What you will do » After locating the line that contains "player in white" in the following entries, reproduce it and each later line exactly, including the last.

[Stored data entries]
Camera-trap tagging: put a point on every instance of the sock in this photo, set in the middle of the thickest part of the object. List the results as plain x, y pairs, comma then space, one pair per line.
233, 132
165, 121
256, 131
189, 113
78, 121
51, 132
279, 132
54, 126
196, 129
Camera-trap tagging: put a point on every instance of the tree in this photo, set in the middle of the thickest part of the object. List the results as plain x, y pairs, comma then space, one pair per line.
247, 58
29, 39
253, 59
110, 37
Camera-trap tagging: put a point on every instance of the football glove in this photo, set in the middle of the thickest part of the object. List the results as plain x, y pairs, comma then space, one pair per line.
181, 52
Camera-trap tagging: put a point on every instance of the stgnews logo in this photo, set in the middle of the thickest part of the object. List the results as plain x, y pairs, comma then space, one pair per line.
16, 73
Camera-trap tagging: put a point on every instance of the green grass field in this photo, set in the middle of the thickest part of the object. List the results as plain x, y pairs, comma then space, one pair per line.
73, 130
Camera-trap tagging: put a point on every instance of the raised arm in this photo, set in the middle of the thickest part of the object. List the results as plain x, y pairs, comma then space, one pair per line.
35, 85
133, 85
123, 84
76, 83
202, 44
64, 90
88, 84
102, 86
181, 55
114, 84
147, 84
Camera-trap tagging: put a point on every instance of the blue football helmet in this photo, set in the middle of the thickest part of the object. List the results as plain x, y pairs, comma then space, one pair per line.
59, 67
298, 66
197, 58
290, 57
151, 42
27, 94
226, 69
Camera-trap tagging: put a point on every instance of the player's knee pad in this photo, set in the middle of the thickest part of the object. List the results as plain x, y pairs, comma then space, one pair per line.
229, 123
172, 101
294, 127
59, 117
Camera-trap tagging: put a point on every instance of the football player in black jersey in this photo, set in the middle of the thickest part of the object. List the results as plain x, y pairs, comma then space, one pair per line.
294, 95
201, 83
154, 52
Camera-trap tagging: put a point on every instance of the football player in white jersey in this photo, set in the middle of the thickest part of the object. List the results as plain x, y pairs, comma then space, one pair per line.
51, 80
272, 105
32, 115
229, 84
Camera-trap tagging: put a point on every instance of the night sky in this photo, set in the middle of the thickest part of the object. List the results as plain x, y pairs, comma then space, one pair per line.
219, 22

Written answer »
Camera-trap tagging: put a point on every instance of the football player in white jersey in this photo, set in the middle of the thickest part of the object. List the results as plain x, y pairs, comma then space, one pair per line.
51, 80
272, 105
32, 115
229, 84
Camera-trap tagging: put a point on every instance of the night sky in this photo, set in the middle of the thickest part of the object. List the results as plain x, y pairs, comma then space, one pair per line.
219, 22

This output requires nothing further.